→ Document
Applicability and Scope.
(1)
This rule shall apply to any health benefit plan which:
(a)
meets one or more of the conditions set forth in Subsections 31A-30-104(1)
and (2);
(b)
provides coverage to a covered insured located in this state, without regard to
whether the policy or certificate was issued in this state; and
(c)
is in effect on or after the effective date of this rule.
(2)(a)
If a small employer has employees in more than one state, the provisions of the
Act and this rule shall apply to a health benefit plan issued to the small
employer if:
(i) the majority of eligible employees of such small employer are employed
in this state; or
(ii) if no state contains a majority of the eligible employees of the small
employer, the primary business location of the small employer is in this state.
(b) In determining whether the laws of this state or another state apply to
a health benefit plan issued to a small employer described in
Subsection R590-167-3(2)(a), the provisions of the subsection
shall be applied as of the date the health benefit plan was issued to the small
employer for the period that the health benefit plan remains in effect.
(c)
If a health benefit plan is subject to the Act and this rule, the provisions of
the Act and this rule shall apply to all individuals covered under the health
benefit plan, whether they reside in this state or in another state.
(3)
A carrier that is not operating as a covered carrier in this state may not
become subject to the provisions of the Act and this rule solely because an
individual or a small employer that was issued a health benefit plan in another
state by that carrier moves to this state.
R590-167-4.
Establishment of Classes of Business.

→ Problems to work on
- A) Answer these questions from the applicability and scope rule:
(i) Which subsections of 31A-30-104 does paragraph (1)(a) refer to?
(ii) When no state contains a majority of a small employer's eligible employees, what must be located in this state for the rule to apply?
(iii) Under paragraph (2)(b), as of what date are the provisions of the subsection applied?
- B) In the applicability and scope rule, rewrite the passage between "A carrier that" and "to this state.", inclusive, substituting "relocates" for "moves".
- C) Write the next part of the applicability and scope rule, picking up after its final line.

→ Given information
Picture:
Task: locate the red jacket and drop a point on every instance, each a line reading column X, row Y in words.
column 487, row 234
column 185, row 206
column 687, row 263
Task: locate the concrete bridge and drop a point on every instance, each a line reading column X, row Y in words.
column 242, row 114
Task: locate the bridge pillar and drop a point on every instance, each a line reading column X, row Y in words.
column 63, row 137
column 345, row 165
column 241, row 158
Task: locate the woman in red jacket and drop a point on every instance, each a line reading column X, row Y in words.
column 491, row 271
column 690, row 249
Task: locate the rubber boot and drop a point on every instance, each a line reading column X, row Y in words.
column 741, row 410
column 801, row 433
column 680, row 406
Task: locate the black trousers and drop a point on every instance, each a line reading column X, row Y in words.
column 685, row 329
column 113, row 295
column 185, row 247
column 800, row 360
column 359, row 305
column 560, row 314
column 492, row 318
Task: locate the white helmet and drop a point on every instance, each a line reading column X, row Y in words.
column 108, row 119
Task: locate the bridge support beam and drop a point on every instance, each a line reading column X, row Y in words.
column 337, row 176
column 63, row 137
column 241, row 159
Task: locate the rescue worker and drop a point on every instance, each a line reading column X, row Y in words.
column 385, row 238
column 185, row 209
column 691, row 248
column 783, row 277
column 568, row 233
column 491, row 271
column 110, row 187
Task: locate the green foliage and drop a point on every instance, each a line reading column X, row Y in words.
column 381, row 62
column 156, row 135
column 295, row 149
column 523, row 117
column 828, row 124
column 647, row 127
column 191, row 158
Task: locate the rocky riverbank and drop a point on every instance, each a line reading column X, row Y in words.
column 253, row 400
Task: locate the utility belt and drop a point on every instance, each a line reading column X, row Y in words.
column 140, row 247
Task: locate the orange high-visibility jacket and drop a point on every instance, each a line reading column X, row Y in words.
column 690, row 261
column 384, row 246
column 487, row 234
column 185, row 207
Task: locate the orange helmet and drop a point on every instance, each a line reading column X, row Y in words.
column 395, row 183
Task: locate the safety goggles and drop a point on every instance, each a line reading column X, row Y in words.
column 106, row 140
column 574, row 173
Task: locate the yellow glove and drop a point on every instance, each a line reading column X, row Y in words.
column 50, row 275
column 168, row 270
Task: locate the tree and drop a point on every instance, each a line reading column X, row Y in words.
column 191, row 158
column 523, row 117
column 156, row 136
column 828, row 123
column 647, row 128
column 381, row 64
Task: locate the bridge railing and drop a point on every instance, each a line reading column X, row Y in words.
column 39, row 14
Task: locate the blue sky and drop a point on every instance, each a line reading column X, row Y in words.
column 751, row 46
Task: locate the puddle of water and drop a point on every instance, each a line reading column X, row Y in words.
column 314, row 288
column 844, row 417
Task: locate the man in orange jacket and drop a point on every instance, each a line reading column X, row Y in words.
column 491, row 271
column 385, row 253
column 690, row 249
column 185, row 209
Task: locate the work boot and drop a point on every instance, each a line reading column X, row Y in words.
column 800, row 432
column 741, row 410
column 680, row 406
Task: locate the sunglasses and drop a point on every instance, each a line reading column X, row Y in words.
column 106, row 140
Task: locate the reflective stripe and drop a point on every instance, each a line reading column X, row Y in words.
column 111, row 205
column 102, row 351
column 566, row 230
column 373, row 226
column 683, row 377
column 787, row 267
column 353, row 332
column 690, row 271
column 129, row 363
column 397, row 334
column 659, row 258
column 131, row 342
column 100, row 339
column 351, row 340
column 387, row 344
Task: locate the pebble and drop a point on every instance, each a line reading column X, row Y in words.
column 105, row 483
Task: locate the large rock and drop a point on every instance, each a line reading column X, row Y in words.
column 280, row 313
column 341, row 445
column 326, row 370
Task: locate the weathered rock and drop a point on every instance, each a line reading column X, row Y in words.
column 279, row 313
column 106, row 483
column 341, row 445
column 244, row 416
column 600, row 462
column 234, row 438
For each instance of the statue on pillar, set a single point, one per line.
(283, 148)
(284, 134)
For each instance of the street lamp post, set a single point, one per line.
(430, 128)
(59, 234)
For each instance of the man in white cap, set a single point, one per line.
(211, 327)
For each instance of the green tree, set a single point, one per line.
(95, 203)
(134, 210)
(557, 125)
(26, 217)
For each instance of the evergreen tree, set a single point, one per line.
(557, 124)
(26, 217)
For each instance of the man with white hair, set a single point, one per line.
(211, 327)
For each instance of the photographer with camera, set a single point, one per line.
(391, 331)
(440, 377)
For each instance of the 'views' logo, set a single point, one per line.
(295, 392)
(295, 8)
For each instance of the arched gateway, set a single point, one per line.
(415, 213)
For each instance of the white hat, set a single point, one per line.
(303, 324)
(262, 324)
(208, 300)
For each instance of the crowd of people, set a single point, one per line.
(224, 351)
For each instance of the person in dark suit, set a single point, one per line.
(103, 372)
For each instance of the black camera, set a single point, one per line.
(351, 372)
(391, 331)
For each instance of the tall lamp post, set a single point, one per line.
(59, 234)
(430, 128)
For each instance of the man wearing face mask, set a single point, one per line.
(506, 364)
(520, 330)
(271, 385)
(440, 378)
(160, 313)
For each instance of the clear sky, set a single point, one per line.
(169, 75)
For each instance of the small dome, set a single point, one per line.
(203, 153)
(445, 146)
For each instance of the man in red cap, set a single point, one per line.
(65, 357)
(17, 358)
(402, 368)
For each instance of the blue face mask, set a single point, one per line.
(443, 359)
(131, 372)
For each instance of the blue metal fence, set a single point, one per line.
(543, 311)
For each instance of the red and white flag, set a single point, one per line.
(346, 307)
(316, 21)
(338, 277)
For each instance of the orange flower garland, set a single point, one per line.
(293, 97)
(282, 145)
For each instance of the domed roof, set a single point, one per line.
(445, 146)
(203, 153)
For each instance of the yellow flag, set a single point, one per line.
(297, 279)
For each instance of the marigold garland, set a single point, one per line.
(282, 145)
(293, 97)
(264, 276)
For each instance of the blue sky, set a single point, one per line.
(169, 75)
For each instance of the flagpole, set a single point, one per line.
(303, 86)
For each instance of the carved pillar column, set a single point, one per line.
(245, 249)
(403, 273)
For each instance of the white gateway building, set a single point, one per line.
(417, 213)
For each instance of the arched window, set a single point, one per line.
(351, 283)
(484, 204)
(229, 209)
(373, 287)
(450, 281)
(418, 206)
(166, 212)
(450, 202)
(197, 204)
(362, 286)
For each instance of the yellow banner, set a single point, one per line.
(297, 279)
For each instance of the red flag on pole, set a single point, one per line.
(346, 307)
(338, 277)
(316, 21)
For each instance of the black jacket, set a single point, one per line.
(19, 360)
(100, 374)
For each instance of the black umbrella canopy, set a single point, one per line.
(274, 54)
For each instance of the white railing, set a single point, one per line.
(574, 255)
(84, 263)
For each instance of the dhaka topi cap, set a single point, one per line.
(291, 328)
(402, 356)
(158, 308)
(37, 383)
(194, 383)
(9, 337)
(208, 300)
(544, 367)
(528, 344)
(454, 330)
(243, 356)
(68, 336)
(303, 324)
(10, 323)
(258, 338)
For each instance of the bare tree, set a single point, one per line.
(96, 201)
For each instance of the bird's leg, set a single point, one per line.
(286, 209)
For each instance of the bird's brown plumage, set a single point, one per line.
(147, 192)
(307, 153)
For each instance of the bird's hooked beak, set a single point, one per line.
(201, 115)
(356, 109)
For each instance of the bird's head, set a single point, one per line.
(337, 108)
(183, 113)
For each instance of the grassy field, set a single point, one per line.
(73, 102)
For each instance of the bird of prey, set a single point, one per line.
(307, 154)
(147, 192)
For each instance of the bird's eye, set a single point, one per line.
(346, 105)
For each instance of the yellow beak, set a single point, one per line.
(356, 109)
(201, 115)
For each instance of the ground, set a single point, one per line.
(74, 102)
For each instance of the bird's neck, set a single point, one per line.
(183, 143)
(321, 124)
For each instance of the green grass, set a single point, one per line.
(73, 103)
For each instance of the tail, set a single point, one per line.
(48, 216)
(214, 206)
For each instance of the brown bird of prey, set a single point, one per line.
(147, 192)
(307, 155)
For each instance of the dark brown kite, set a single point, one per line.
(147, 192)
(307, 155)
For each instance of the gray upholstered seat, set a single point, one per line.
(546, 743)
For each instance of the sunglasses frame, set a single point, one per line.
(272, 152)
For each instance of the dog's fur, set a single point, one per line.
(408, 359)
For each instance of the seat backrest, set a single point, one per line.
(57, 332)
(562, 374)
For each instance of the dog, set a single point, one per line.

→ The results
- A)
(i) Subsections 31A-30-104(1) and (2).
(ii) The primary business location of the small employer.
(iii) The date the health benefit plan was issued to the small employer.

- B)
A carrier that is not operating as a covered carrier in this state may not
become subject to the provisions of the Act and this rule solely because an
individual or a small employer that was issued a health benefit plan in another
state by that carrier relocates to this state.

- C)
(1) A covered carrier that establishes more than one class of business pursuant to the
provisions of Section 31A-30-105 shall maintain on file for inspection by
the commissioner the following information with respect to each class of
business so established:
(a)
a description of each criterion employed by the carrier, or any of its agents,
for determining membership in the class of business;
(b)
a statement describing the justification for establishing the class as a
separate class of business and documentation that the establishment of the class
of business is intended to reflect substantial differences in expected claims
experience or administrative costs related to the reasons set forth in Section 31A-30-105; and
(c)
a statement disclosing which, if any, health benefit plans are currently
available for purchase in the class and any significant limitations related to
the purchase of such plans.
(2) A
carrier may not directly or indirectly use group size as a criterion for
establishing eligibility for a class of business.
R590-167-5.
Transition for Assumptions of Business from Another Carrier.
(1)(a)
A covered carrier may not transfer or assume the entire insurance obligation,
risk, or both of a health benefit plan covering an individual or a
small employer in this state unless:
(i)
the transaction has been approved by the commissioner of the state of domicile
of the assuming carrier;
(ii)
the transaction has been approved by the commissioner of the state of domicile
of the ceding carrier; and
(iii)
the transaction otherwise meets the requirements of this section.
(b)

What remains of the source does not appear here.